Work to be completed: Every line of the material that follows must be printed again exactly.
== Data in this exercise
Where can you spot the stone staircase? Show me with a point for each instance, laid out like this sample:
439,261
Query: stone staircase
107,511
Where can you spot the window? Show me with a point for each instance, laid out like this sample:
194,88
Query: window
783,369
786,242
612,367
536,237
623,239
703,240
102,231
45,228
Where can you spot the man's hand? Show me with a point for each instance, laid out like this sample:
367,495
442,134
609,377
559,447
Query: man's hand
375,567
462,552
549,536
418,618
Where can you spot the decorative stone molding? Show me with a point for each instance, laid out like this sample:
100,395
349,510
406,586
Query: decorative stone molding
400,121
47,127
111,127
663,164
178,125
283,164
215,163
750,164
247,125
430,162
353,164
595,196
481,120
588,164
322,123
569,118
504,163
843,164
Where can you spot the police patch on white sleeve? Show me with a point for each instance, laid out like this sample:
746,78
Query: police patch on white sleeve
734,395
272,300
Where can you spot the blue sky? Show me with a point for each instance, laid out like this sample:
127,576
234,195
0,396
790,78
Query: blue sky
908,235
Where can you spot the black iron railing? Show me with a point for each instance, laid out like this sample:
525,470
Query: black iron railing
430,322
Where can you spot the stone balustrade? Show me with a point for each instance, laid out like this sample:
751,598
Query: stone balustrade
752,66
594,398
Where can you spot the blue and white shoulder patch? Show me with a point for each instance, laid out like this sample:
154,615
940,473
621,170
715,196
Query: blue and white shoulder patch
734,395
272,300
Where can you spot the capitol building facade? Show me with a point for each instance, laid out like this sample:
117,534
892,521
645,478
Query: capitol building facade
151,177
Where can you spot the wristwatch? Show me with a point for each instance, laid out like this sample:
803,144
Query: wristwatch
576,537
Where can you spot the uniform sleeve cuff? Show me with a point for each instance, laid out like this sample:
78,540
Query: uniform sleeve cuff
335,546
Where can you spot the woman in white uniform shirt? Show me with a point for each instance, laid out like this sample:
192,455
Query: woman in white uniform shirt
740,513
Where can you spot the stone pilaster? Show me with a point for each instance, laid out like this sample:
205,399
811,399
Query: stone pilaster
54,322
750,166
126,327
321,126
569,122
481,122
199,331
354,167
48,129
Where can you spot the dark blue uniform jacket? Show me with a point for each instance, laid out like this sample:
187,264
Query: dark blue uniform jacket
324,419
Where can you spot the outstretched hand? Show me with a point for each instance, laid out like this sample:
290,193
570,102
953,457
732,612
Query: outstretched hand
====
Written solution:
Where can you spot the stone staircase? Show me with a point for each instance, laid out like this sample:
439,261
Query: stone staircase
107,511
Where can you spot the window? Show me with a point for each instance, laid out like this sample:
194,88
Query: window
783,369
786,242
612,367
536,237
623,239
703,240
102,231
45,228
Where can you spot the man's hand? Show me with a point for each instance, laid out like this sample:
367,495
442,134
609,377
559,447
Query: man's hand
375,567
462,552
549,536
418,618
Where can you spot the decorative stone molding? Show me with a point for each instance, laid out like this sample:
100,395
349,510
406,586
Query: decorative stone molding
400,121
47,127
111,127
663,164
178,125
283,164
215,163
750,164
247,125
430,162
353,164
595,196
481,120
588,164
322,123
569,118
504,163
843,164
Where can you spot the police patch on white sleeve? Show me with a point for each instance, laid out like this sample:
746,78
Query: police patch on white sleeve
734,395
272,300
Where can you spot the blue sky? Show me with a point for each instance, laid out like this sample:
127,576
234,195
0,396
790,78
Query: blue sky
908,235
Where can you spot the black iron railing? Show me with a point for each instance, laid out like this sample:
525,470
Query: black iron railing
430,322
Where can you spot the stone balustrade? Show me with a point for each instance, laid out like this sample:
751,598
Query: stone balustrade
752,66
594,398
Where can you spot the blue and white shoulder patch? Show me with a point for each instance, laid out like this sample:
154,615
940,473
621,170
715,196
Query: blue and white shoulder patch
734,395
272,300
Where can you spot the capitol building facade? Show me with a point for each instance, laid out like this sample:
117,534
892,521
645,478
Query: capitol building facade
151,177
Where can you spot the wristwatch? Show me with a point for each instance, laid out like this sample:
803,144
Query: wristwatch
576,537
Where can you spot the uniform sleeve cuff? Show me with a point for each instance, laid out like this sample:
78,540
Query: uniform sleeve cuff
335,546
Where can you spot the woman in white uniform shirt? Show me with a point for each instance, laid out like this sample:
192,455
Query: woman in white uniform shirt
740,513
Where can you spot the stone pilaster? Show me with a point for each instance, laid out like this sample:
205,399
811,399
Query: stone pilaster
54,322
750,166
126,327
321,126
569,122
481,122
199,331
354,167
48,129
Where can you spot the dark blue uniform jacket? Show me with a point for each instance, laid out like this sample:
187,264
Query: dark blue uniform jacket
324,419
Where can you spot the outstretched hand? Show me with a point for each instance, laid out like this sample:
290,193
570,102
953,457
732,612
Query: outstretched hand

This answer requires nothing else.